------ Data
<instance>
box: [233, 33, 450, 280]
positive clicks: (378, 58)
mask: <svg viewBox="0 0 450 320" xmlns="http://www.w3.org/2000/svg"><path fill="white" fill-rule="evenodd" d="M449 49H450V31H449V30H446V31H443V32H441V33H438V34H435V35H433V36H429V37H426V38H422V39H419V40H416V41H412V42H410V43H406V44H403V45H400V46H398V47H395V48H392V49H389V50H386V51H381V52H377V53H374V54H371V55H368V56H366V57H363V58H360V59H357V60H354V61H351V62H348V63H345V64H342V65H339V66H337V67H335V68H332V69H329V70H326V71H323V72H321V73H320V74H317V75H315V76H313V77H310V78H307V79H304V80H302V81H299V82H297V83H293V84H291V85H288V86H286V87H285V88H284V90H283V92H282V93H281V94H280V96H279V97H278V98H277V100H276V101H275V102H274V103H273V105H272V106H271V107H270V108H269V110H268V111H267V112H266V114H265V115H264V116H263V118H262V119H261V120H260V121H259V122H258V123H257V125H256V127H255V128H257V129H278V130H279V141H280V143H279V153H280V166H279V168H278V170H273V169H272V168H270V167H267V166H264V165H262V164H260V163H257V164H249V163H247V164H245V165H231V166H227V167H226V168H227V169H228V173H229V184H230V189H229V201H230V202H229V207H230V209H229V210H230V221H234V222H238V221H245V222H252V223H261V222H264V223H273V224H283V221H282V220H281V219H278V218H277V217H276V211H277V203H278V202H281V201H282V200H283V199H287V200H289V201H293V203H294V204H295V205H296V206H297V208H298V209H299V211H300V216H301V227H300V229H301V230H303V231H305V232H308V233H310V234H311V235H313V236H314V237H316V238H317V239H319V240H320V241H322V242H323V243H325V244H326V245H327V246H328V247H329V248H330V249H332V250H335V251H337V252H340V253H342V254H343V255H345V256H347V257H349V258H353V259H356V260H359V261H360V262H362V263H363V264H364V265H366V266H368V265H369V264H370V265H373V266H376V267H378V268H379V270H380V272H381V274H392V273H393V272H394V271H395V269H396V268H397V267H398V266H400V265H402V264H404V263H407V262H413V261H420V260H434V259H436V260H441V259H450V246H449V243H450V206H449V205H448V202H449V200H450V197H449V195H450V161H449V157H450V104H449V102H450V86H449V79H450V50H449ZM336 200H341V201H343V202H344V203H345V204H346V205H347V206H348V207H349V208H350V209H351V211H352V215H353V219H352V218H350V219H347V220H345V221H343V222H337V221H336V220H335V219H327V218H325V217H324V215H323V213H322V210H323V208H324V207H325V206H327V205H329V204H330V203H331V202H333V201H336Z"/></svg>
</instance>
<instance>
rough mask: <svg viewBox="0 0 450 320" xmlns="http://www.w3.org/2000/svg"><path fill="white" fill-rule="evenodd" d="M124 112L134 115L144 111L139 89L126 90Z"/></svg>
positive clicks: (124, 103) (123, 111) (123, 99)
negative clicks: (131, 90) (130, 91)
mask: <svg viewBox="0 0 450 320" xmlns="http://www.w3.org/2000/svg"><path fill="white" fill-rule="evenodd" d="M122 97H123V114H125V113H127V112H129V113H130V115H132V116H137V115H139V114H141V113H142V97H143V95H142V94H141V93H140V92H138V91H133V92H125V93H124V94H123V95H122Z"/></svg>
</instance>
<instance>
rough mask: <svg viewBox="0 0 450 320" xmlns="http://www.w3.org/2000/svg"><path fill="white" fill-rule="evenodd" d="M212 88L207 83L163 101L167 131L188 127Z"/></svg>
------------
Please write out the records above again, with every line unchanged.

### [Result for this exercise]
<instance>
box: [233, 33, 450, 280]
positive clicks: (378, 58)
mask: <svg viewBox="0 0 450 320" xmlns="http://www.w3.org/2000/svg"><path fill="white" fill-rule="evenodd" d="M449 49H450V31H449V30H446V31H443V32H441V33H438V34H435V35H433V36H429V37H426V38H422V39H419V40H416V41H412V42H410V43H406V44H403V45H400V46H398V47H395V48H392V49H389V50H386V51H381V52H377V53H374V54H371V55H368V56H366V57H363V58H360V59H357V60H354V61H351V62H348V63H345V64H342V65H339V66H337V67H335V68H332V69H329V70H326V71H323V72H321V73H320V74H317V75H315V76H313V77H310V78H307V79H304V80H302V81H299V82H297V83H293V84H291V85H288V86H286V87H285V88H284V90H283V92H282V93H281V94H280V96H279V97H278V98H277V100H276V101H275V102H274V103H273V105H272V106H271V107H270V108H269V110H268V111H267V112H266V114H265V115H264V116H263V118H262V119H261V120H260V121H259V122H258V123H257V125H256V127H255V128H257V129H278V130H279V141H280V143H279V153H280V166H279V168H278V170H273V169H272V168H270V167H267V166H264V165H262V164H260V163H257V164H249V163H247V164H245V165H231V166H227V167H226V168H227V169H228V173H229V184H230V189H229V201H230V202H229V207H230V209H229V210H230V221H234V222H238V221H245V222H252V223H261V222H264V223H273V224H283V221H282V220H281V219H278V218H277V217H276V211H277V203H278V202H281V201H282V200H283V199H287V200H289V201H293V203H294V204H295V205H296V206H297V208H298V209H299V211H300V216H301V227H300V229H301V230H303V231H305V232H308V233H310V234H311V235H313V236H314V237H316V238H317V239H319V240H320V241H322V242H323V243H325V244H326V245H327V246H328V247H329V248H330V249H332V250H335V251H337V252H340V253H342V254H343V255H345V256H347V257H349V258H353V259H356V260H359V261H360V262H362V263H363V264H364V265H366V266H368V265H369V264H370V265H373V266H376V267H378V268H379V270H380V272H381V274H392V273H393V272H394V271H395V269H396V268H397V267H398V266H400V265H402V264H404V263H407V262H413V261H420V260H434V259H436V260H441V259H450V246H449V243H450V206H449V205H448V202H449V200H450V197H449V195H450V161H449V157H450V104H449V102H450V86H449V79H450V50H449ZM336 200H341V201H343V202H344V203H345V204H346V205H347V206H348V207H349V208H350V209H351V211H352V215H353V219H352V218H350V219H347V220H345V221H343V222H337V221H336V220H335V219H327V218H325V217H324V215H323V213H322V210H323V208H324V207H325V206H327V205H329V204H330V203H331V202H333V201H336Z"/></svg>
</instance>
<instance>
rough mask: <svg viewBox="0 0 450 320" xmlns="http://www.w3.org/2000/svg"><path fill="white" fill-rule="evenodd" d="M124 112L134 115L144 111L139 89L126 90Z"/></svg>
positive clicks: (124, 103) (123, 111) (123, 99)
negative clicks: (131, 90) (130, 91)
mask: <svg viewBox="0 0 450 320" xmlns="http://www.w3.org/2000/svg"><path fill="white" fill-rule="evenodd" d="M122 97H123V114H125V113H127V112H129V113H130V115H132V116H137V115H139V114H141V113H142V97H143V95H142V94H141V93H140V92H138V91H133V92H125V93H124V94H123V95H122Z"/></svg>
</instance>
<instance>
rough mask: <svg viewBox="0 0 450 320" xmlns="http://www.w3.org/2000/svg"><path fill="white" fill-rule="evenodd" d="M212 88L207 83L163 101L167 131L188 127Z"/></svg>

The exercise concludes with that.